Reproduce all of the entries below word for word, omitting the pictures.

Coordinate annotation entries
# # # # #
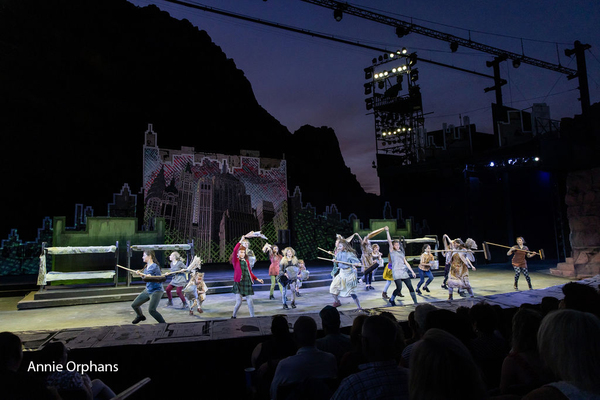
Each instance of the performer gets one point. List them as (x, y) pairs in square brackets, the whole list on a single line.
[(519, 262), (459, 267), (178, 281), (425, 268), (154, 290), (243, 276), (303, 275), (288, 273), (345, 280), (275, 258), (195, 291), (368, 263), (400, 269)]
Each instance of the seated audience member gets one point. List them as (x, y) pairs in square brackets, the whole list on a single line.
[(442, 368), (267, 355), (488, 348), (353, 358), (549, 304), (569, 347), (16, 385), (308, 369), (72, 383), (334, 341), (581, 297), (522, 368), (380, 377)]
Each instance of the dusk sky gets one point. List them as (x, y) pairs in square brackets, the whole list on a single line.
[(304, 80)]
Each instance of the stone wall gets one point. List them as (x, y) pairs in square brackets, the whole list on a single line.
[(583, 210)]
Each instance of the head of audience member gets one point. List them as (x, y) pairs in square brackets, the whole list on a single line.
[(378, 333), (356, 331), (450, 322), (421, 312), (483, 318), (440, 351), (581, 297), (525, 325), (55, 351), (11, 351), (305, 331), (568, 345), (280, 328), (549, 304), (330, 319)]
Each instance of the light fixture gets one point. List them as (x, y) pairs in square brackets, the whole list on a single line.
[(338, 14)]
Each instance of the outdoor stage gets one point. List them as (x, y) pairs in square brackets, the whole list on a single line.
[(109, 324)]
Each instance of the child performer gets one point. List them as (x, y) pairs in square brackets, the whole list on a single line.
[(519, 262), (303, 275), (153, 292), (459, 267), (178, 281), (288, 268), (425, 268), (242, 276), (400, 269), (345, 282), (275, 258), (195, 291)]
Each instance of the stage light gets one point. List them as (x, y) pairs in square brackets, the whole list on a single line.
[(338, 14)]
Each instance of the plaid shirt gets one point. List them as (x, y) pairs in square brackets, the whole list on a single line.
[(376, 380)]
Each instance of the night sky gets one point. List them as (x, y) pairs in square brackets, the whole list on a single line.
[(303, 80)]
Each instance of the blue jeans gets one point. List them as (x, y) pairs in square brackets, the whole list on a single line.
[(422, 275), (154, 299)]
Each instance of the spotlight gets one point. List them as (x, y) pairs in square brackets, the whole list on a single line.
[(338, 14)]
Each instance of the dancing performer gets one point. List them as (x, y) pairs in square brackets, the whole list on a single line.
[(425, 268), (519, 262), (154, 290), (275, 258), (400, 269), (195, 291), (344, 275), (288, 273), (459, 267), (368, 263), (242, 275), (178, 269), (303, 275)]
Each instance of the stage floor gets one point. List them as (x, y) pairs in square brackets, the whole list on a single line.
[(109, 324)]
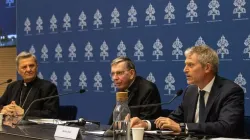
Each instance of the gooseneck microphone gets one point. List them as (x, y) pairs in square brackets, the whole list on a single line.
[(178, 93), (8, 81), (46, 98), (109, 132)]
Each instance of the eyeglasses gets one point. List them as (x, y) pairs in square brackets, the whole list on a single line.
[(118, 73)]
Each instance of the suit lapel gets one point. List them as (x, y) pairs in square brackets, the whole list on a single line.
[(16, 91), (132, 90), (33, 93), (192, 106), (214, 93)]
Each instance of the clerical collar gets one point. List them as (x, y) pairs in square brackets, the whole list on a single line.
[(29, 83)]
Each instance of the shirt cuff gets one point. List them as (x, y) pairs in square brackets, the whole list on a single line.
[(149, 124), (186, 129)]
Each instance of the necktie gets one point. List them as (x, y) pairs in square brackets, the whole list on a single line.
[(202, 106)]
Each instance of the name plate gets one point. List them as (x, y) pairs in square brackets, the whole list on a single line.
# # # # #
● SOLUTION FOR THIS EXERCISE
Each instance of the performer gets one point. List them as (x, y) pairs in square brackets, the whole list on a single line.
[(519, 262), (459, 267), (178, 281), (425, 268), (154, 290), (243, 276), (303, 275), (288, 273), (345, 280), (275, 258), (195, 291), (368, 263), (400, 269)]
Each instance of the seated audience member gets one point. List them as (x, y) pairs in square brackets, the whole list on a single line.
[(442, 368), (267, 355), (488, 348), (353, 358), (549, 304), (569, 347), (16, 385), (308, 369), (72, 383), (334, 341), (581, 297), (522, 368), (380, 377)]
Each instance of the dusk sky gets one point. List them as (x, y) pairs in square brackets, the whole list on a single line.
[(304, 80)]
Each instance of the stone wall gets one point. List them as (x, y) pairs in square brackets, the whole list on a single line.
[(583, 210)]
Each instance of the head of audience member gets one point. List them as (x, y) pairs in square brackets, the whole list on a single line.
[(378, 333), (356, 331), (450, 322), (421, 312), (483, 318), (440, 351), (581, 297), (525, 325), (55, 351), (11, 351), (305, 331), (568, 345), (280, 328), (549, 304), (330, 319)]
Each instance of the light fixture gets one point. List them as (x, y) pairs in square brackets, the whole list on a single line.
[(338, 14)]
Each instance of the outdoor stage gets one point. List them as (x, y) pairs in square brackets, the whole list on a single line.
[(109, 324)]
Each instance of the child performer gets one point. List them as (x, y) pairs in square brackets, the whole list on a single line.
[(519, 262), (303, 275), (153, 292), (459, 267), (178, 281), (288, 268), (425, 268), (242, 276), (400, 269), (345, 282), (275, 258), (195, 291)]
Each instance of the stage light gets one point. List them as (x, y) pairs in square brackets, the whole list on a single line.
[(338, 14)]
Each instance of the plaid shirt gets one point. List them as (x, y) pairs in square brackets, the whole list on a single line.
[(376, 380)]
Each instance of the night sky gets one point. List them as (x, y) pairs in square brackets, the whole list on a single line.
[(303, 80)]
Each instance of the blue jeans gets one point. List them as (x, y) pairs in square brackets, the whole list on a single line.
[(422, 275), (154, 299)]
Each instance of the spotlight gets one point. List them as (x, y) pairs in square brackets, the whole list on a single line.
[(338, 14)]
Each instance of the dancing performer gets one point. List them as (x, y) pairs in square brackets, the whole list on a single line.
[(425, 268), (519, 262), (154, 290), (275, 258), (400, 269), (195, 291), (344, 275), (288, 273), (459, 267), (368, 263), (242, 275), (178, 269), (303, 275)]
Each instance of the stage floor gets one point. List them as (x, y) pairs in square brackets, the whole list on a single line.
[(109, 324)]
Each instance of the gooseneck microphone gets one point. List them as (x, y) pairs in square brackets, the whole list on a single line.
[(178, 93), (8, 81), (46, 98), (109, 132)]
Each instance of the eyeglasses gets one point. List them as (x, y) pairs in square brackets, the whole list on a single line.
[(118, 73)]
Each instance of the suit lapel gets one point. List them as (x, y) pairs in square brackets, the whole list on a single line.
[(16, 91), (132, 90), (33, 93), (192, 106), (214, 93)]
Each instance of the clerical collar gets one point. List them as (x, y) pairs in square brackets, the whole list on a single line.
[(29, 83)]
Each instance of the shirt cuff gets one point. List them as (x, y) pairs in square brackets, the whole list on a single line.
[(149, 124), (186, 129)]
Each instance of the necktie gets one point. List them as (x, y) pairs in square brackets, the whole list on a single line.
[(202, 106)]
Each instance of the name plate gets one point. List them as (x, y) pairs in square brackets, the whole list on a single line.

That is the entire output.